Text section -
=== Section Start ===
Treatment for metal-induced neurotoxicity

Upon occurrence of metal poisoning, patients should be transferred out of the exposing environment first, followed by gastrointestinal decontamination. For example, a rapid decrease in blood plasma Mn levels has been noticed with discontinued Mn supplementation in children with cholestasis receiving total parental nutrition [165]. However, this therapy might not work well for patients with chronic metal exposure, given that metals have already accumulated in the nervous system, bones, and other tissues rather than in the plasma. Currently, chelation therapy is a common treatment to remove additional metals in the body for both chronic and acute metal poisoning. Chelators include British antilewisite (BAL), succimer (DMSA), Prussian blue, calcium disodium edetate (CaNa 2EDTA), and D-Penicillamine (Cuprimine) [166]. However, the chelators themselves may have adverse effects, such as headache, fatigue, renal failure, nasal congestion, gastrointestinal side effects, and life-threatening hypocalcemia, to name a few [166]. The specificity of these chelators and the dosage to use are the major concerns when performing chelation therapy. The discovery of specific metal exporters provides novel therapeutics for metal-induced neurotoxicity. For example, SLC30A10 is a newly identified Mn transporter facilitating efflux of excessive intracellular Mn; patients with mutations in the gene presented with dystonia, hypermanganesemia, parkinsonism, and manganism [56, 77, 78, 167]. Although a study of its complete substrates has not been finished, this protein seems to transport Mn exclusively [167, 168]. Pharmaceutical compounds enhancing the exporting activity of SLC30A10 will promote specifically Mn efflux but leave other metals untouched. This can bypass the side effects caused by chelation to a great degree. Unfortunately, specific transporters for different metals like SLC30A10 for Mn remain largely unknown. Future studies to identify metal-specific transporters are in great need to design therapeutics to treat metal-induced toxicity.
=== Section End ===
Information -
=== Section Start ===
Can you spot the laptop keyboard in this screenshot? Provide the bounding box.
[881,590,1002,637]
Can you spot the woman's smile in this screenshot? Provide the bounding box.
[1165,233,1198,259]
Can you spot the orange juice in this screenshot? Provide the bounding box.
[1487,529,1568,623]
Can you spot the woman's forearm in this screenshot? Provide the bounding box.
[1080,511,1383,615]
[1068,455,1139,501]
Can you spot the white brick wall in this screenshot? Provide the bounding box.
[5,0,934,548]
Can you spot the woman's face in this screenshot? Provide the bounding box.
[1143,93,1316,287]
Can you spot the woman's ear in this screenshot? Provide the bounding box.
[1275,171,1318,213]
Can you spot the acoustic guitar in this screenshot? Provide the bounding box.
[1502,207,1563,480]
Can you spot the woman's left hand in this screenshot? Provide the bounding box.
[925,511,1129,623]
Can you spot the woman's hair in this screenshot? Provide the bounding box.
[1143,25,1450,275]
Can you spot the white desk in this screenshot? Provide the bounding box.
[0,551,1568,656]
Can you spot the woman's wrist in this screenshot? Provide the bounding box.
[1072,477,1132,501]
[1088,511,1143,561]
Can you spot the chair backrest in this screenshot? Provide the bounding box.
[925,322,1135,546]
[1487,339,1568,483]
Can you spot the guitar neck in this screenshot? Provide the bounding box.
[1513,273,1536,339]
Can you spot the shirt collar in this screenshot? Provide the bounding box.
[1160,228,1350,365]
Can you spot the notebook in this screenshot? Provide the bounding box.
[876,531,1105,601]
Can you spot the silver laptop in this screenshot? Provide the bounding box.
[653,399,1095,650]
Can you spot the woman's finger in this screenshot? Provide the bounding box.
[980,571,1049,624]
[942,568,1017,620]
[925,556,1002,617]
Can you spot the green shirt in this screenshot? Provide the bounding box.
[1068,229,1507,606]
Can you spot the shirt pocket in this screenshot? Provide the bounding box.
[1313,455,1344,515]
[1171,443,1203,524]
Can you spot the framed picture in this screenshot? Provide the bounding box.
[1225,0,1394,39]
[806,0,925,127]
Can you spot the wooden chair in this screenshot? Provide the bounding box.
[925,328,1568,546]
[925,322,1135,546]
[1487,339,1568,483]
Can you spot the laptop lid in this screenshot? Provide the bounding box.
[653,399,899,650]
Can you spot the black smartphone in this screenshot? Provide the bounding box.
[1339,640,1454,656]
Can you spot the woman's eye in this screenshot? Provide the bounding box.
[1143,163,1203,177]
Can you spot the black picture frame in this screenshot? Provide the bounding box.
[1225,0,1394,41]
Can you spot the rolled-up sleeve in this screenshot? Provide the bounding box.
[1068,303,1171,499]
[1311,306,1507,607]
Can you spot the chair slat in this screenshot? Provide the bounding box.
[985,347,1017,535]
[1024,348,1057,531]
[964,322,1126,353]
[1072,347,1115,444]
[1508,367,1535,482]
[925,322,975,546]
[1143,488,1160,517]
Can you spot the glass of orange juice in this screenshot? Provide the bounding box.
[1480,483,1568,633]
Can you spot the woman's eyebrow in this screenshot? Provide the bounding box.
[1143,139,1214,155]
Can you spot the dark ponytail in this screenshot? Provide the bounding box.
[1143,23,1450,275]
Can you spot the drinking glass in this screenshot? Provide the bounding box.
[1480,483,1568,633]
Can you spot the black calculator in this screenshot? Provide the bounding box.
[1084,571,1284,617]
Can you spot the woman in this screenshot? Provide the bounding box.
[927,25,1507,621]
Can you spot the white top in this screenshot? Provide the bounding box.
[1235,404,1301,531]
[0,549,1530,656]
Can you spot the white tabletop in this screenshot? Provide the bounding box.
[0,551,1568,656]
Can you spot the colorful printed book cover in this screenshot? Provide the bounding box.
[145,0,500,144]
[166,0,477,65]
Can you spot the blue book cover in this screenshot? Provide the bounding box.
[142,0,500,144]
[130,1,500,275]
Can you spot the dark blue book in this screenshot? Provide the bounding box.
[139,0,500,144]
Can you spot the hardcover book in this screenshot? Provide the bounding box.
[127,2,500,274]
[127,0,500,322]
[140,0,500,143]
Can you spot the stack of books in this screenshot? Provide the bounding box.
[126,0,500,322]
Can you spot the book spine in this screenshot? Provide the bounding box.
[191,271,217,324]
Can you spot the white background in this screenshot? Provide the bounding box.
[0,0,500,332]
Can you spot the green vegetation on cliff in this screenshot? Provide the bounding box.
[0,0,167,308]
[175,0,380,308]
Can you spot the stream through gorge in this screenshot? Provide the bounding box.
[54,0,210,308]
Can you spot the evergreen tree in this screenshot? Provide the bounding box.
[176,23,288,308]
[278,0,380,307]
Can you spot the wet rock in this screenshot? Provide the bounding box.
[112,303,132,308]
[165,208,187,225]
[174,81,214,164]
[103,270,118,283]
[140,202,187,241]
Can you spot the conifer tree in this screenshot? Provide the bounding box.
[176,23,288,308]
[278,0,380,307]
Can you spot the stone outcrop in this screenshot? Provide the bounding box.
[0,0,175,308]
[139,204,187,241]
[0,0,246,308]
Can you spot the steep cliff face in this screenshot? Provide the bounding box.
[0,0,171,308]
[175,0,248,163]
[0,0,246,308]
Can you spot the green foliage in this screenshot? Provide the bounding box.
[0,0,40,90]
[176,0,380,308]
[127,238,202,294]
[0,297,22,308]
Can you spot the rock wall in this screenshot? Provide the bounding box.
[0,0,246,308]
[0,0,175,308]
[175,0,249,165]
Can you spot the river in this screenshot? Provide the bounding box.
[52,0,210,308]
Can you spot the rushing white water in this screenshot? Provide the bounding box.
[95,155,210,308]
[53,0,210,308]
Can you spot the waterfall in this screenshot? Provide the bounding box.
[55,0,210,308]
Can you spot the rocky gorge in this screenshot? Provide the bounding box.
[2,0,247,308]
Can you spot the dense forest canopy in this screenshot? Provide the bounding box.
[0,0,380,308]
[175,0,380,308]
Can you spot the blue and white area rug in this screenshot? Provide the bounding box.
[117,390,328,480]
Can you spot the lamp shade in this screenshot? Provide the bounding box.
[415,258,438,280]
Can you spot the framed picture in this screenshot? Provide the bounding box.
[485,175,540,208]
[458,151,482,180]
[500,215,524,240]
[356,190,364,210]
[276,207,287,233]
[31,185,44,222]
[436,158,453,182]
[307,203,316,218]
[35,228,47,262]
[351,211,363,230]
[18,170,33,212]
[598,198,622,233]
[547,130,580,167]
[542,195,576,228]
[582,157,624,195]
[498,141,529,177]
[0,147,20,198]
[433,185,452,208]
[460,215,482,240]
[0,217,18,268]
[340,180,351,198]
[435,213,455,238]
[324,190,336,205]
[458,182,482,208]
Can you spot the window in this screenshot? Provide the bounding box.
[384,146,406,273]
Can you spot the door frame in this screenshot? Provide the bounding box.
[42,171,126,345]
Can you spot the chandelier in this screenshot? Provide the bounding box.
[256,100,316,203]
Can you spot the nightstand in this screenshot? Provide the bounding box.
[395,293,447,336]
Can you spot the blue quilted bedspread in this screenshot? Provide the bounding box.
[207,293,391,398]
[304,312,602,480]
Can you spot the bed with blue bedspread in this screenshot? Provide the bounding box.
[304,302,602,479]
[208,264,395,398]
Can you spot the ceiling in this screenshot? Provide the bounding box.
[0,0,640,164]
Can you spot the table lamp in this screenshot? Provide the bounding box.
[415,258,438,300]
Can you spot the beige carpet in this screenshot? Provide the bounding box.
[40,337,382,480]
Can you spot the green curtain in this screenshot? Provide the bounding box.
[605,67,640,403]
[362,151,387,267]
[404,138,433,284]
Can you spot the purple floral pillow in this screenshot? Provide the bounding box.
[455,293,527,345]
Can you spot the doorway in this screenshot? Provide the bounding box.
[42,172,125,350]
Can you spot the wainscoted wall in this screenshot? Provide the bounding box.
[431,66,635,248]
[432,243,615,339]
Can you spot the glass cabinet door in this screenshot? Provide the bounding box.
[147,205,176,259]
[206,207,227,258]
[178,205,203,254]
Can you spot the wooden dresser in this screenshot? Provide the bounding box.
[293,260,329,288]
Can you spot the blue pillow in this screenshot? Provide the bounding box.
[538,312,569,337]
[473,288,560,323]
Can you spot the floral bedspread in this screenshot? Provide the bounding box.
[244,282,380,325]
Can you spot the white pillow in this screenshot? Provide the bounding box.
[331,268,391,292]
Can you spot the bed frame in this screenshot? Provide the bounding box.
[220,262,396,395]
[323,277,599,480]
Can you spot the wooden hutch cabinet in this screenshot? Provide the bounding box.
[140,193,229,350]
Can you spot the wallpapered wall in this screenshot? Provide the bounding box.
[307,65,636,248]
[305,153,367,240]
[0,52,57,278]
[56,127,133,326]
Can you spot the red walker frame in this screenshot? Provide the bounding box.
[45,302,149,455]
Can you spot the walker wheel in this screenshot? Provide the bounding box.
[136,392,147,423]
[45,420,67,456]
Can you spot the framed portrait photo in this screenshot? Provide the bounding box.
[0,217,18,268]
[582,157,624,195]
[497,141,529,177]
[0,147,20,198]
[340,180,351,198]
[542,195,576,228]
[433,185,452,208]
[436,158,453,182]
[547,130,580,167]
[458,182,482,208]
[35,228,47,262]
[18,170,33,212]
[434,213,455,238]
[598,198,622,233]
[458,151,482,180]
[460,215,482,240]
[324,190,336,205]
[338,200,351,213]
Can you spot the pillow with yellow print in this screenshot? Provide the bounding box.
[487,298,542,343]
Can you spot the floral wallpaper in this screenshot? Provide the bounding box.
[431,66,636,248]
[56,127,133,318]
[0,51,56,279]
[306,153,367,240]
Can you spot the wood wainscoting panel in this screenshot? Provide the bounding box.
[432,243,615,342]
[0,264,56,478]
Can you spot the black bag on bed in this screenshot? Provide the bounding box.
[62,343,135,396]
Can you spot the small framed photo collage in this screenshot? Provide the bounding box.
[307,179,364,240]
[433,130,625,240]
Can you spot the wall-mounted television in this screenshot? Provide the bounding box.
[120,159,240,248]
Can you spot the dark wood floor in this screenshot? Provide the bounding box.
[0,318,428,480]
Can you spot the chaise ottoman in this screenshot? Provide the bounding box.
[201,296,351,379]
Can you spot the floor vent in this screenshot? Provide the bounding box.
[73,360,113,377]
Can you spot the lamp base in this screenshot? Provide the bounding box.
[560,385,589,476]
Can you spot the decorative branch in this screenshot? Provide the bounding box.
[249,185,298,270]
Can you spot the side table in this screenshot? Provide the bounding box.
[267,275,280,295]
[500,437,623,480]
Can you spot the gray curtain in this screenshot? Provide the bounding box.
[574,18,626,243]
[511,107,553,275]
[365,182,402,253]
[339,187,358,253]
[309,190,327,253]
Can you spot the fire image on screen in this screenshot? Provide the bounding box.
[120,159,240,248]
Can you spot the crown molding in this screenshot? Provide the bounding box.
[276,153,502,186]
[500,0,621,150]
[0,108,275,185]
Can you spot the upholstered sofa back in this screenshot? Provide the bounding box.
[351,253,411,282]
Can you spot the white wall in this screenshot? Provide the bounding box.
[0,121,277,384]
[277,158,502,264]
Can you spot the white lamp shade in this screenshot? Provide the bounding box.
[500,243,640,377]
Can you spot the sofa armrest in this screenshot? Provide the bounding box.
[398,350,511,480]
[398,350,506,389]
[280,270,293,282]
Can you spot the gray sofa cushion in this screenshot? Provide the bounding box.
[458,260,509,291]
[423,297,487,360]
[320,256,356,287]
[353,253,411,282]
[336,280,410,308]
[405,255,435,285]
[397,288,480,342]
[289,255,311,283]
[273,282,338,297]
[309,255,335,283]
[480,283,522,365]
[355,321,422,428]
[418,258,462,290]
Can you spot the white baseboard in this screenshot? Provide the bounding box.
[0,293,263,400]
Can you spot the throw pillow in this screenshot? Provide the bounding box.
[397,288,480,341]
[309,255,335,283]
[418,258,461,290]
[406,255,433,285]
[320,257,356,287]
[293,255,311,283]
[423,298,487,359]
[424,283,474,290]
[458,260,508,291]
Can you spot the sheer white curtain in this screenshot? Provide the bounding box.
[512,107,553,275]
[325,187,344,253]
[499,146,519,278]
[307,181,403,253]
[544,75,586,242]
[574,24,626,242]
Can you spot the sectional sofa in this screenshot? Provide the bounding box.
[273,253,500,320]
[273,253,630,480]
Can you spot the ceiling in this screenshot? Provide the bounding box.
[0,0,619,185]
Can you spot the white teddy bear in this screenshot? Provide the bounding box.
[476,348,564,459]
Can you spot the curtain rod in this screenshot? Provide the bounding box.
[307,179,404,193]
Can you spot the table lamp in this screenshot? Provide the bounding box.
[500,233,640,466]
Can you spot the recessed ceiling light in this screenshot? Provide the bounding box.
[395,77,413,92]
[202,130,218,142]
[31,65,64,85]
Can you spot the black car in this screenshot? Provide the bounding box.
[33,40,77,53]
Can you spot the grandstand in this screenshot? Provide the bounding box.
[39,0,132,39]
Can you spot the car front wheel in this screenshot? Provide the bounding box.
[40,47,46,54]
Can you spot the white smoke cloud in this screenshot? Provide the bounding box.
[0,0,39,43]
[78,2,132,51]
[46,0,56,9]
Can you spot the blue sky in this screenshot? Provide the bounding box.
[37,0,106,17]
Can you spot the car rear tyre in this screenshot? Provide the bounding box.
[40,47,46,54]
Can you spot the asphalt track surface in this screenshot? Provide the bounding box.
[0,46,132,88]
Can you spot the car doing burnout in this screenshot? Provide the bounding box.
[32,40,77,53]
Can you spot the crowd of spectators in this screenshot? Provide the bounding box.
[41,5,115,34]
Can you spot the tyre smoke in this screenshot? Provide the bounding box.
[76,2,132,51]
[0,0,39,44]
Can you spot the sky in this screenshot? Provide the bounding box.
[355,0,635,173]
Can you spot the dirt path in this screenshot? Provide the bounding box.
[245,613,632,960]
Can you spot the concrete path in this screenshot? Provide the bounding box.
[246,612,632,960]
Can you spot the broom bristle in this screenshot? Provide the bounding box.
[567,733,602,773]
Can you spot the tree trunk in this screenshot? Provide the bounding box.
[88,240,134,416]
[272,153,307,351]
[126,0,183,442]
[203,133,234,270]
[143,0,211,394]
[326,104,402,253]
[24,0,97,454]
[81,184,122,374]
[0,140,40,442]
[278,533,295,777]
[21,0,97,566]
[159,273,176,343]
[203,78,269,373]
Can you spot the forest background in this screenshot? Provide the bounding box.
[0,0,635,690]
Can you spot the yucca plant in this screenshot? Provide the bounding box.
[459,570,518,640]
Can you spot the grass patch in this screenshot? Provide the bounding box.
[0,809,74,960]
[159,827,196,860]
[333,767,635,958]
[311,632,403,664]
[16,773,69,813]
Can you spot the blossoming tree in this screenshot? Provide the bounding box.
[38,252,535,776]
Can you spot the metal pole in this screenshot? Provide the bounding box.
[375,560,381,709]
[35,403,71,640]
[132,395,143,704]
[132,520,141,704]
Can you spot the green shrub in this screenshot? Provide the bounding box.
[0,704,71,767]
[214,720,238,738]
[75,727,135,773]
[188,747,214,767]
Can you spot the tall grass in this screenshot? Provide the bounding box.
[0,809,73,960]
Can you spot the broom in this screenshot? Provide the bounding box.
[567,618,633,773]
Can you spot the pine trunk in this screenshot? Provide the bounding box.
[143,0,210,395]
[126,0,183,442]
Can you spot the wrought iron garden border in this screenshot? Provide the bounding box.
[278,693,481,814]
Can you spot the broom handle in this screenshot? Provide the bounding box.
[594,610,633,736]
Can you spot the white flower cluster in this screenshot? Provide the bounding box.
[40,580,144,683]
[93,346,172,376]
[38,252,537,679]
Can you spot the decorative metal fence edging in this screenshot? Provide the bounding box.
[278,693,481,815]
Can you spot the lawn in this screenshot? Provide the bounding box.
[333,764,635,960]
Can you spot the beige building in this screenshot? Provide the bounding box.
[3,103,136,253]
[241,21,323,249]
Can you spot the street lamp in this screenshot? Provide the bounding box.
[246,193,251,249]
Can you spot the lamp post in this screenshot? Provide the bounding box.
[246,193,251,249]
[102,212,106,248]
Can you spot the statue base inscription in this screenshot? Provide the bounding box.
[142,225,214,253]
=== Section End ===
Exercise prompt - From the text on treatment for metal-induced neurotoxicity, list every adverse effect that it attributes to the chelators themselves.

Written solution -
- headache
- fatigue
- renal failure
- nasal congestion
- gastrointestinal side effects
- life-threatening hypocalcemia